• **Prompt**:
Rewrite every line of the records below as a numbered list, leaving out any blank lines.

#####

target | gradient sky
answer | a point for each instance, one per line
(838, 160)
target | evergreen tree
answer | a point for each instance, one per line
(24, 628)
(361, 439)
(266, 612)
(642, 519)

#####

• **Written answer**:
1. target | gradient sky
2. answer | a point for each instance, one per line
3. (838, 160)
4. target | evergreen tree
5. answer | a point for each instance, one per line
6. (24, 628)
7. (361, 439)
8. (266, 612)
9. (642, 519)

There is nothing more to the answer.